- **やること**: 以下のデータのうち、「Indicate the small」を含む行で始まり「pixel 475 43」を含む行で終わる部分（両端の行を含む）だけを、一字一句変えずに書き写してもらえますか？

━━ 処理対象データ

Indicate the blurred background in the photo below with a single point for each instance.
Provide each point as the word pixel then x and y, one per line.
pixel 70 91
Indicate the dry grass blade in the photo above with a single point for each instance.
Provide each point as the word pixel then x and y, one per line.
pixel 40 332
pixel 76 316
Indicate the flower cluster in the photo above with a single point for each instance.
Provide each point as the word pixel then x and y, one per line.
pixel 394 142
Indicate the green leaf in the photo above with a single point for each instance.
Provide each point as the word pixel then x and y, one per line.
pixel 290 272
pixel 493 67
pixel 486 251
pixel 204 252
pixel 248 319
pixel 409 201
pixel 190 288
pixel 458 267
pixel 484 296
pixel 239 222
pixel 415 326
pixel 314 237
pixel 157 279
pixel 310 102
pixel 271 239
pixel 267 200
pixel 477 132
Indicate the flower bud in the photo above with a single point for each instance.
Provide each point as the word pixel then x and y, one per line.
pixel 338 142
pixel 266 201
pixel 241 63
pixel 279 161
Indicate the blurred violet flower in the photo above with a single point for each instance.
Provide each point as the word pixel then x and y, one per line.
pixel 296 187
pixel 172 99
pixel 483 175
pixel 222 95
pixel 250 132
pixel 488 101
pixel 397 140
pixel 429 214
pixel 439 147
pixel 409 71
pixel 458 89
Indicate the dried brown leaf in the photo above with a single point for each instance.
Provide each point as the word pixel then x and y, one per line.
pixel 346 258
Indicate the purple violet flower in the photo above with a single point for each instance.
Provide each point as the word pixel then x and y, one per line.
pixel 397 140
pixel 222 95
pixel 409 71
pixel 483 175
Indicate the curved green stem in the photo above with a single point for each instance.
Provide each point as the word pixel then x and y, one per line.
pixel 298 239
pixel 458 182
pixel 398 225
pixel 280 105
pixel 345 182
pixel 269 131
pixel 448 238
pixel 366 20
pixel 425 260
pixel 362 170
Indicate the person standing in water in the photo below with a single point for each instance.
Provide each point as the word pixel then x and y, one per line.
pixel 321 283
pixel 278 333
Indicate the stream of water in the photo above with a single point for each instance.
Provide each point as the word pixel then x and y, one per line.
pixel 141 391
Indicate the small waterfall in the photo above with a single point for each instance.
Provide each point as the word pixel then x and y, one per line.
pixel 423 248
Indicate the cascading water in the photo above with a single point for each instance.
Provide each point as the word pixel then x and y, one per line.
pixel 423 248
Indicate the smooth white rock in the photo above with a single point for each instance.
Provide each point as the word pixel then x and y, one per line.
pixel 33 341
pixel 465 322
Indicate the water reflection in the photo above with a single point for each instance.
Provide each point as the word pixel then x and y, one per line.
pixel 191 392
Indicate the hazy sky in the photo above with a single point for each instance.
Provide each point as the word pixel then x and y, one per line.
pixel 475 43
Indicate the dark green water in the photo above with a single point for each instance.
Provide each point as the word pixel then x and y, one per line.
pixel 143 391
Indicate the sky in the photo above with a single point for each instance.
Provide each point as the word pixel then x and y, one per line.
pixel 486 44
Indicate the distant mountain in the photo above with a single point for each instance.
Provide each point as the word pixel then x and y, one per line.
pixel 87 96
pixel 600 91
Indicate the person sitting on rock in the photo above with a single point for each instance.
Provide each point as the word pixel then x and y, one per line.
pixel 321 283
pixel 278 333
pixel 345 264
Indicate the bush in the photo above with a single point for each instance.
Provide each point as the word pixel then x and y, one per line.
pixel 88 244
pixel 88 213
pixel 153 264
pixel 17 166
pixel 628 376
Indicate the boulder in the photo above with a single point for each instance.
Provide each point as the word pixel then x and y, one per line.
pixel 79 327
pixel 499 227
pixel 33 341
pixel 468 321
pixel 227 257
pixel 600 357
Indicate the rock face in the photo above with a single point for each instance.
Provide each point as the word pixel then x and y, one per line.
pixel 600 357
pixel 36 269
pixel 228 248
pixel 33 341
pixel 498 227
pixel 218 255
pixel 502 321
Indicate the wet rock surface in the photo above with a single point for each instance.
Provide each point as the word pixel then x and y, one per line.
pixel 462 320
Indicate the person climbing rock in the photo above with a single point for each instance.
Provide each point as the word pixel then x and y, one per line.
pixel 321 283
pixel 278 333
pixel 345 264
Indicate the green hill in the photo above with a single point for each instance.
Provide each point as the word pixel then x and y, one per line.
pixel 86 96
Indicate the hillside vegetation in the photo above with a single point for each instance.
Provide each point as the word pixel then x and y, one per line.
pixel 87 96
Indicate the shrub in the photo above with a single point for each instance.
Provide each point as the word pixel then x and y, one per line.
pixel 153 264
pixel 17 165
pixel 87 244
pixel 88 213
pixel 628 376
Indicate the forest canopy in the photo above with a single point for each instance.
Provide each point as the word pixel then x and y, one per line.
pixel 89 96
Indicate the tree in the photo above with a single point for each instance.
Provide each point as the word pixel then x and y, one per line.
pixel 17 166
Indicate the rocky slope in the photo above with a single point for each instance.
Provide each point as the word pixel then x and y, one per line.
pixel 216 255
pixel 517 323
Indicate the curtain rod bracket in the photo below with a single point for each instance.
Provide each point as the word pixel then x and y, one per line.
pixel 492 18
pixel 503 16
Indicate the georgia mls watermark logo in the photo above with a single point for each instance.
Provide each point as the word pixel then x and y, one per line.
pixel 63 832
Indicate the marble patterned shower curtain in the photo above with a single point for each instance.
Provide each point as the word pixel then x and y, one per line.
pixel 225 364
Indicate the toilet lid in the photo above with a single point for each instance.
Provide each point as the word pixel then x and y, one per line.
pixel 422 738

━━━━

- **回答**:
Indicate the small waterfall in the photo above with a single point for each instance.
Provide each point as the word pixel then x and y, one per line.
pixel 423 248
Indicate the cascading water in the photo above with a single point for each instance.
Provide each point as the word pixel then x and y, one per line.
pixel 423 248
Indicate the smooth white rock in the photo above with a single point for each instance.
Provide each point as the word pixel then x and y, one per line.
pixel 33 341
pixel 465 322
Indicate the water reflection in the photo above with a single point for each instance.
Provide each point as the word pixel then x and y, one per line.
pixel 191 392
Indicate the hazy sky in the photo above with a single point for each instance.
Provide each point as the word pixel then x and y, one per line.
pixel 475 43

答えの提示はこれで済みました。